## GOALS
1. Answer the following questions about the upload-pack caching message:
(a) According to the reply, who should create a pack cache, and how?
(b) Under what condition should the cache probably take effect?
(c) What is the only advantage of a cached pack file?
2. Reproduce the stretch of the upload-pack caching message from "Re: upload-pack packfile" through "repository is updated.".

## DOCUMENT EXCERPT
----

Re: upload-pack packfile caching

Nicolas Pitre <nico@xxxxxxx> · Tue, 16 Sep 2008 16:59:31 -0400 (EDT)

On Tue, 16 Sep 2008, Scott Chacon wrote:

> I was wondering if it would be of general interest to have upload-pack
> take an option to cache packfiles.  Unless I am mistaken, every clone
> on a git server will recreate the same packfile until something new is
> pushed into it, correct?  I thought it might be a good idea to pass an
> option to have it cache the packfile that is created if
> create_full_pack is set and re-use it until the repository is updated.
>  If I patched upload-pack to do this, would there be any interest in
> it?

Well, if you do that there are a few things to be careful about.

First, having a server process able to write files is a security hazard.  
If you want to create a pack cache then it is best if created manually 
by the repository owner.  You don't want someone cloning a repository 
actually messing with such cache.

Secondly, the dynamic creation of a pack currently take into account the 
capabilities of the client so not to produce a pack with features that 
the client does not support.  So in order not to have to cache pack with 
many feature combinations, this cache should probably only take effect 
if pack capabilities of the server are also supported by the client.

Now, the _only_ advantage of a cached pack file is in avoiding execution 
of rev-list.  Otherwise creation of a pack for streaming is almost 
identical to straight copying of data from disk due to pack data reuse.

----

Items from a labeling collection:
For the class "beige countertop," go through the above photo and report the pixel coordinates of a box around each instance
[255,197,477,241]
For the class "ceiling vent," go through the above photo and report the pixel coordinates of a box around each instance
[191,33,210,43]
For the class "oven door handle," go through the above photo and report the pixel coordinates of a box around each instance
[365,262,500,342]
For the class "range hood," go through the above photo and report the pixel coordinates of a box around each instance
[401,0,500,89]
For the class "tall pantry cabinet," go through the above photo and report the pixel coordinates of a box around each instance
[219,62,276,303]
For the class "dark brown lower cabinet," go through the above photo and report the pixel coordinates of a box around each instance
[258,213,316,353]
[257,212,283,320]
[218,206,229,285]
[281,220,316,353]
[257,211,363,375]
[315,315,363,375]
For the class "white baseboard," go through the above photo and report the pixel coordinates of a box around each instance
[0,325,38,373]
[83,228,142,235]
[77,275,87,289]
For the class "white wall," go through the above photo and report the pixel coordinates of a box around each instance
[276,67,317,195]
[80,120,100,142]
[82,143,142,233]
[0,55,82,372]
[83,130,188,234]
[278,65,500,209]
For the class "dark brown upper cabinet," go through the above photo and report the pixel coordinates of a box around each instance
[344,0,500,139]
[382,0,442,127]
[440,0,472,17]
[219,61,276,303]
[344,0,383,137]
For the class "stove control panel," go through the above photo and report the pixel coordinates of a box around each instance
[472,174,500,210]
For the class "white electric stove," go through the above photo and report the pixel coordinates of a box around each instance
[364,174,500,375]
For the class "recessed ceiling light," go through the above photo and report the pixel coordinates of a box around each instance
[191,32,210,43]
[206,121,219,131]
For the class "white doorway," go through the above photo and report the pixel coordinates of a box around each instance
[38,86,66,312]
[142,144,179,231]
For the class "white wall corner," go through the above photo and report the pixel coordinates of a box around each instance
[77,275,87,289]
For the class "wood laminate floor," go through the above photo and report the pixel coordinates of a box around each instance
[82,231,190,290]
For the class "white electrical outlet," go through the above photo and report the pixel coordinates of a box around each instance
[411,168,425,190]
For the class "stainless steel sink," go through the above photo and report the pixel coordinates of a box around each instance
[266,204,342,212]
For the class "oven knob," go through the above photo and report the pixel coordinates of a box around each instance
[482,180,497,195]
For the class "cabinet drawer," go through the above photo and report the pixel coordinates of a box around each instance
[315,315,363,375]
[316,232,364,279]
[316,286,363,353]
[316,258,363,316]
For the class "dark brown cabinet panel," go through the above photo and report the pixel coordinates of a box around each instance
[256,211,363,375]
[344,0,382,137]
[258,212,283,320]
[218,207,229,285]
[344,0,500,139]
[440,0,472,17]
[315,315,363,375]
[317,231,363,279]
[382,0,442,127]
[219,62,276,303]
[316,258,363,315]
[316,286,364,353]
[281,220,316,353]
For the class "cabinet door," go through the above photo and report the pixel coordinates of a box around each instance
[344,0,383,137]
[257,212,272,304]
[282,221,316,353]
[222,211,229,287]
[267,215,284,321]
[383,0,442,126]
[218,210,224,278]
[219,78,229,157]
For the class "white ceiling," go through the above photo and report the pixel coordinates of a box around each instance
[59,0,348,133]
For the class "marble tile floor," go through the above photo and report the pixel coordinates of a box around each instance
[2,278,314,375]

----

## TASK-BY-TASK OUTPUTS
1.
(a) The repository owner should create it manually.
(b) Only if the pack capabilities of the server are also supported by the client.
(c) Avoiding execution of rev-list.

2.
Re: upload-pack packfile caching

Nicolas Pitre <nico@xxxxxxx> · Tue, 16 Sep 2008 16:59:31 -0400 (EDT)

On Tue, 16 Sep 2008, Scott Chacon wrote:

> I was wondering if it would be of general interest to have upload-pack
> take an option to cache packfiles.  Unless I am mistaken, every clone
> on a git server will recreate the same packfile until something new is
> pushed into it, correct?  I thought it might be a good idea to pass an
> option to have it cache the packfile that is created if
> create_full_pack is set and re-use it until the repository is updated.